Task goal: Transcribe every line, keeping it exact.

Supplied entries:

__________

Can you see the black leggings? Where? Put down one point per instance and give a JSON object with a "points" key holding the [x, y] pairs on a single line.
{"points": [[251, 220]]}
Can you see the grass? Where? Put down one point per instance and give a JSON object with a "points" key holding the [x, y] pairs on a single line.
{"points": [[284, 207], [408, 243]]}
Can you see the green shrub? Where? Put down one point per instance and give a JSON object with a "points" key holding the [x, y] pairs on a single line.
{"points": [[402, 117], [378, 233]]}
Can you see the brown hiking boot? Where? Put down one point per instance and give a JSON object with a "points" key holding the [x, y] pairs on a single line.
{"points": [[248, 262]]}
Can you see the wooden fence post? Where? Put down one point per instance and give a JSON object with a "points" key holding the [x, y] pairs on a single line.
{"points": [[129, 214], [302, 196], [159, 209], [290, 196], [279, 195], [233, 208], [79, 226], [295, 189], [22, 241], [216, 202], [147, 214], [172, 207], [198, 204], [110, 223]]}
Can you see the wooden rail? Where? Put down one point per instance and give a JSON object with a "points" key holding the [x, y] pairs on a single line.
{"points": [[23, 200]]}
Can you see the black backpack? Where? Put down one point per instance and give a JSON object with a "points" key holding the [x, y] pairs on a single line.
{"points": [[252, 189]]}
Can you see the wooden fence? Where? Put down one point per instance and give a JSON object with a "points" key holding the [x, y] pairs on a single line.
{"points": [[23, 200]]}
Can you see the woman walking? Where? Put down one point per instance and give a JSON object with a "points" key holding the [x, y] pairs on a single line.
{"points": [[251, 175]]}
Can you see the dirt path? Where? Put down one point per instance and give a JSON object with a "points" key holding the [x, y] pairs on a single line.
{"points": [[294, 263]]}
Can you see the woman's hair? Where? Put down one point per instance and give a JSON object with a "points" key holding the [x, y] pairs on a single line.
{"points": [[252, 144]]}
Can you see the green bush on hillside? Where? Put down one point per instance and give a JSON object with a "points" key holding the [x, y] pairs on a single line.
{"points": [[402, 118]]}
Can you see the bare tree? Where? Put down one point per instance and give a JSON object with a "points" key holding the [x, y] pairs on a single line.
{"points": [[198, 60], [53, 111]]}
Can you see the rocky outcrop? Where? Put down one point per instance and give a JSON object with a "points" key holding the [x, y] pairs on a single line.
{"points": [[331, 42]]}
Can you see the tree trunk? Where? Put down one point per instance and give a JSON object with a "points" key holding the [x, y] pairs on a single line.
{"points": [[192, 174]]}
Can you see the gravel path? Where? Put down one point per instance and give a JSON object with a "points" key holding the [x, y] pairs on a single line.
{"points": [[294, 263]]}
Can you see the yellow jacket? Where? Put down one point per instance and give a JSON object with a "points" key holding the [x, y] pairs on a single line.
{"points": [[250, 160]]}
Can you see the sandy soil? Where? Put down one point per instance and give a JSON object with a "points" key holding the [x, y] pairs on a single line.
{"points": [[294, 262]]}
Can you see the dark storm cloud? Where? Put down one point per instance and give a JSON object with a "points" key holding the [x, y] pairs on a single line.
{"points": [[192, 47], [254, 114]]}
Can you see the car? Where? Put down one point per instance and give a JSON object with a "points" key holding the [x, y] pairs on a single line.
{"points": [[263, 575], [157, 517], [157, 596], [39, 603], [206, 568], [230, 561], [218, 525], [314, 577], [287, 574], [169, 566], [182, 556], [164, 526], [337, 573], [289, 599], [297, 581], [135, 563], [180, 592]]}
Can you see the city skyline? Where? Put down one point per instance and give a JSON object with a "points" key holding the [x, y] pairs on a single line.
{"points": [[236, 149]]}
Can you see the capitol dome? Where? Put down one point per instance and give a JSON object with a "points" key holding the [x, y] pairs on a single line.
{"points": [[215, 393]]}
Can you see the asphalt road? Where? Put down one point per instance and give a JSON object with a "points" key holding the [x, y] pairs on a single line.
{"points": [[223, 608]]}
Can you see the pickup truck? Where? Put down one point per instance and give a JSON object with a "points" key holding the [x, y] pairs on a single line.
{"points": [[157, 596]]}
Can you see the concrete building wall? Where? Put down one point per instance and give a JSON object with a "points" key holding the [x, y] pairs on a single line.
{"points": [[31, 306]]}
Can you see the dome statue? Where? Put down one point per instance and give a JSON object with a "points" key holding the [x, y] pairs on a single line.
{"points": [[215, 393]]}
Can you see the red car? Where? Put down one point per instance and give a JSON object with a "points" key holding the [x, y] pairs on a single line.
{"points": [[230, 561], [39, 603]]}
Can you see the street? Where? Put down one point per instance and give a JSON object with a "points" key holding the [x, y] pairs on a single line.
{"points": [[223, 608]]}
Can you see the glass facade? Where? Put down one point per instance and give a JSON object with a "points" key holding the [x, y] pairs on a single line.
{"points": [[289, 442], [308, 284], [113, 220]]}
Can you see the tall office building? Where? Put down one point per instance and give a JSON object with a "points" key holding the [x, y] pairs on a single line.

__________

Exercise result:
Can you see the black leggings? Where? Put down one point per instance and give a JSON object with a "points" key holding the [x, y] pairs on a single line.
{"points": [[251, 220]]}
Can you see the grass? Where? Put down one point per instance and give a JSON object with a "points" key holding the [x, y] pairs on a single line.
{"points": [[284, 207], [408, 243]]}
Can you see the green shrub? Where? Put down one point per instance and give a JSON object with a "points" key holding the [x, y] pairs on a single line.
{"points": [[402, 117], [378, 233]]}
Can you see the brown hiking boot? Where? Put down one point per instance and give a JSON object with a "points" key holding the [x, y] pairs on a single line.
{"points": [[248, 262]]}
Can you see the wooden fence post? Where? Put down one point per instance and give a JSON object with a "points" key holding the [x, y] pairs on a single line.
{"points": [[129, 214], [302, 196], [159, 209], [290, 196], [279, 195], [233, 208], [79, 226], [295, 189], [22, 241], [216, 202], [147, 214], [172, 207], [198, 204], [110, 223]]}
Can you see the wooden rail? Where? Put down one point per instance and give a JSON object with a "points" key holding the [x, y] pairs on a single line.
{"points": [[23, 200]]}
Can you see the black backpack? Where? Put down one point per instance and give a JSON object with a "points" key holding the [x, y] pairs on a single line.
{"points": [[252, 189]]}
Can you see the wooden fence? Where? Put down one point per instance and give a JSON object with a "points" key holding the [x, y] pairs on a single line.
{"points": [[23, 200]]}
Can you see the woman walking? Where? Put down one point per instance and give a JSON object with a "points" key holding the [x, y] pairs on a single line.
{"points": [[251, 175]]}
Can you see the dirt path? Where? Put down one point per instance and give a JSON object with a "points" key holding the [x, y] pairs on a single line.
{"points": [[294, 263]]}
Can you see the woman's hair? Where? Put down one point per instance and give a JSON object with a "points" key holding the [x, y] pairs on a single line.
{"points": [[252, 144]]}
Can you see the green bush on hillside? Where? Put down one point per instance and give a JSON object with a "points" key holding the [x, y] pairs on a single line.
{"points": [[402, 118]]}
Can you see the bare tree? Where? Put down one point per instance and give a JSON object with a "points" key holding the [x, y] pairs on a single line.
{"points": [[198, 60], [53, 111]]}
Can you see the rocky outcrop? Where? Put down one point per instance and give a JSON object with a "points" key holding the [x, y] pairs on a single line.
{"points": [[331, 42]]}
Can you see the tree trunk? Where? Put down one point per instance and give a JSON object with a "points" key holding the [x, y] pairs on a single line.
{"points": [[192, 174]]}
Can you see the gravel path? Where? Put down one point per instance and give a JSON object with a "points" key holding the [x, y] pairs on a single line.
{"points": [[294, 263]]}
Can you see the yellow jacket? Where? Put down one point per instance and give a JSON object with a "points" key holding the [x, y] pairs on a single line.
{"points": [[250, 160]]}
Can you see the sandy soil? Where? Put down one point per instance and give a JSON object with a "points" key holding the [x, y] pairs on a single line.
{"points": [[294, 262]]}
Can you see the dark storm cloud? Where? Put down one point per instance and give a JSON object with a "points" key holding the [x, y] pairs on a single line.
{"points": [[192, 47], [254, 114]]}
Can you see the car? Where? Put down one point per instance and give a JSON object with a "points" key holding the [x, y] pairs on a single line.
{"points": [[263, 575], [157, 517], [157, 596], [39, 603], [206, 568], [230, 561], [218, 525], [314, 577], [287, 574], [169, 566], [182, 556], [164, 526], [337, 573], [289, 599], [297, 581], [135, 563], [180, 592]]}
Can you see the city skyline? Where? Put down one point per instance and give a JSON object with a "points" key holding the [x, y] pairs on a single line.
{"points": [[236, 149]]}
Can you see the capitol dome? Where? Put down one point per instance and give a JSON object with a "points" key holding the [x, y] pairs on a single line.
{"points": [[215, 393]]}
Can you see the asphalt road? Where? Put down one point per instance and give a JSON object with a "points" key holding the [x, y] pairs on a single line.
{"points": [[223, 608]]}
Can you see the pickup truck? Where? Put down one point per instance and give a JSON object with a "points" key holding the [x, y] pairs on a single line.
{"points": [[157, 596]]}
Can you see the concrete building wall? Where? Put down one point per instance and give a JSON object with a "points" key holding the [x, y] pairs on a single line.
{"points": [[31, 306]]}
Can you see the dome statue? Where? Put down one point per instance and give a JSON object with a "points" key holding the [x, y] pairs on a single line.
{"points": [[215, 393]]}
Can you see the red car? Where? Put down one point per instance and give a JSON object with a "points" key holding the [x, y] pairs on a single line.
{"points": [[230, 561], [39, 603]]}
Can you see the street? Where? Put down one point per instance and give a JSON object with a "points" key holding the [x, y] pairs on a single line.
{"points": [[223, 608]]}
Can you see the glass facade? Where? Put down one point per instance and give a JSON object with a "points" key holding the [x, y] pairs on a single line.
{"points": [[289, 442], [308, 284], [113, 220]]}
Can you see the tall office building? Where? Put down one point per instance and give a JSON object with a "points" key holding the [x, y] pairs on a single line.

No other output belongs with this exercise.